TEXT.
——————

While most people who develop lung cancer have been smokers, scientists have been perplexed for years why some non-smokers develop the disease. About 15 percent of lung cancers occur in lifetime never/non smokers.
A recent study has begun to find out the answers to this dilemma.
Risk factors for lung cancer in people who have never smoked are poorly understood, but a new study from MD Anderson Cancer Center, one of the premier cancer centers in North America, demonstrated that poor DNA repair capacity is an important predictor of lung cancer risk in never smokers.
People who have never smoked, but whose cells cannot efficiently repair environmental insults to DNA, are at higher risk of developing lung cancer than those with effective repair mechanisms. These nonsmokers with suboptimal DNA repair capacity (DRC) are almost twice as likely to develop lung cancer, compared with nonsmokers with normal DRC.
Even more interesting, participants with the lowest ability to repair their DNA had a more than a threefold increased risk, compared with individuals with efficient DRC.

——————

(Collected data)
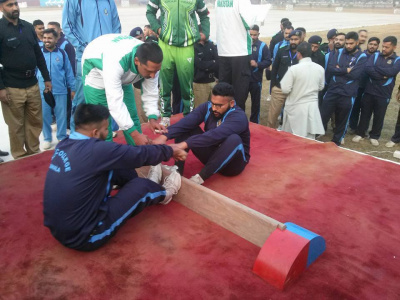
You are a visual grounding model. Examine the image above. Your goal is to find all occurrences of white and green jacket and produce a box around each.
[82,34,160,130]
[146,0,210,47]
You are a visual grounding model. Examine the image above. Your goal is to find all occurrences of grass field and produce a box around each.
[250,25,400,162]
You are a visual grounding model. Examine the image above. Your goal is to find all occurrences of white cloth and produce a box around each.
[280,57,325,137]
[215,0,256,57]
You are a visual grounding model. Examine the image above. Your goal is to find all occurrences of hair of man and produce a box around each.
[212,82,235,99]
[136,43,163,65]
[383,35,397,46]
[297,42,312,58]
[43,28,58,39]
[74,103,110,129]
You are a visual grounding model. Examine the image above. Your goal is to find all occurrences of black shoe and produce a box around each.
[0,150,9,156]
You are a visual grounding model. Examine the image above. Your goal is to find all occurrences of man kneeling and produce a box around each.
[153,82,250,184]
[43,104,187,251]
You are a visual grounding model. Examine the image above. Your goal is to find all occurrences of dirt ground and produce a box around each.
[250,25,400,163]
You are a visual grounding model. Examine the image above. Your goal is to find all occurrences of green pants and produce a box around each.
[83,84,142,146]
[159,40,194,117]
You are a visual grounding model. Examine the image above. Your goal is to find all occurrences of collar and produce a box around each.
[69,131,90,140]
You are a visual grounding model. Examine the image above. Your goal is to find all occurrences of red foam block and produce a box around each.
[253,229,310,290]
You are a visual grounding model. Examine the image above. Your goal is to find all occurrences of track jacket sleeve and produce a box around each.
[186,108,249,149]
[62,0,86,49]
[93,140,173,171]
[146,0,161,34]
[142,72,160,119]
[281,68,294,94]
[103,52,135,133]
[198,0,210,39]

——————

TASK LIST.
1. Quote the lung cancer text from "While most people" to "to this dilemma.".
2. Condense the paragraph of the lung cancer text that begins "People who have never smoked, but whose cells" into a shorter version that keeps its main facts.
The records were taken from a different source than the lung cancer text.

LIST OF ANSWERS.
1.
While most people who develop lung cancer have been smokers, scientists have been perplexed for years why some non-smokers develop the disease. About 15 percent of lung cancers occur in lifetime never/non smokers.
A recent study has begun to find out the answers to this dilemma.

2. Never smokers whose cells repair environmental DNA damage poorly have a higher lung cancer risk than those with effective repair. Nonsmokers with suboptimal DNA repair capacity (DRC) are almost twice as likely to develop lung cancer as nonsmokers with normal DRC.